STORED RECORDS:
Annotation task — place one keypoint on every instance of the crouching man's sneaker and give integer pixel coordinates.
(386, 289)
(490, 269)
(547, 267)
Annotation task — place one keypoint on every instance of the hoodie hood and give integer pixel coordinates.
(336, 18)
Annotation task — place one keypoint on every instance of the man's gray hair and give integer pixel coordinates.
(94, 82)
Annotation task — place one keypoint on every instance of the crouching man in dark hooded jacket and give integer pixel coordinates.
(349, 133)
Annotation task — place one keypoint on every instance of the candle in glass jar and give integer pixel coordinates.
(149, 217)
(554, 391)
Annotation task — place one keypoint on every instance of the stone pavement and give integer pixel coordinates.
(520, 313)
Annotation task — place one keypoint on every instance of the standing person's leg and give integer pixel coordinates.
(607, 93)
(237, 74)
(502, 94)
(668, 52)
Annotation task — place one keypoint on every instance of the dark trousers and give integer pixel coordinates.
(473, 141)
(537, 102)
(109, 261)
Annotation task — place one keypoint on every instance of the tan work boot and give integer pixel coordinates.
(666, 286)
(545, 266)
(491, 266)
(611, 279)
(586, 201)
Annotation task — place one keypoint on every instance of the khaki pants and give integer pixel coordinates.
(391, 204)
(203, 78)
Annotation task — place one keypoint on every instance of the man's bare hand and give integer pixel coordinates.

OBJECTIVE: Output every line of the listing above as a numbered list, leaving out blank lines.

WORKED SOLUTION:
1. Annotation task — place one keypoint on every instance of the crouching man's sneaker and give integer pixel coordinates.
2. (386, 289)
3. (490, 269)
4. (547, 267)
5. Annotation task — place one keypoint on every instance of the hoodie hood and give integer pixel coordinates.
6. (336, 18)
7. Annotation task — place one keypoint on every instance of the man's gray hair and give integer pixel coordinates.
8. (94, 82)
9. Annotation task — place one keypoint on every instance of the crouching man in dark hooded jacket and give integer pixel coordinates.
10. (349, 133)
11. Annotation task — place one keypoint on every instance of the candle in glass jar and give integer pixel coordinates.
12. (149, 217)
13. (554, 391)
14. Annotation task — place one keypoint on every instance of the stone pavement and give integer pixel coordinates.
15. (520, 313)
16. Annotation task — place one keypoint on every instance of the standing person's leg and give integer pixel coordinates.
17. (607, 93)
18. (237, 74)
19. (502, 94)
20. (668, 52)
21. Annotation task — place one keypoint on every instance of the dark trousers and give integer pixel coordinates.
22. (473, 141)
23. (537, 102)
24. (109, 261)
25. Annotation task — place one keypoint on every instance of the tan work boot and give integer pixel coordinates.
26. (666, 286)
27. (545, 266)
28. (491, 266)
29. (611, 279)
30. (586, 201)
31. Annotation task — place one keypoint on every instance of the khaki pants and give integer pixel coordinates.
32. (391, 204)
33. (203, 78)
34. Annotation task — place one keypoint on every instance of the man's bare hand and give integer pixel coordinates.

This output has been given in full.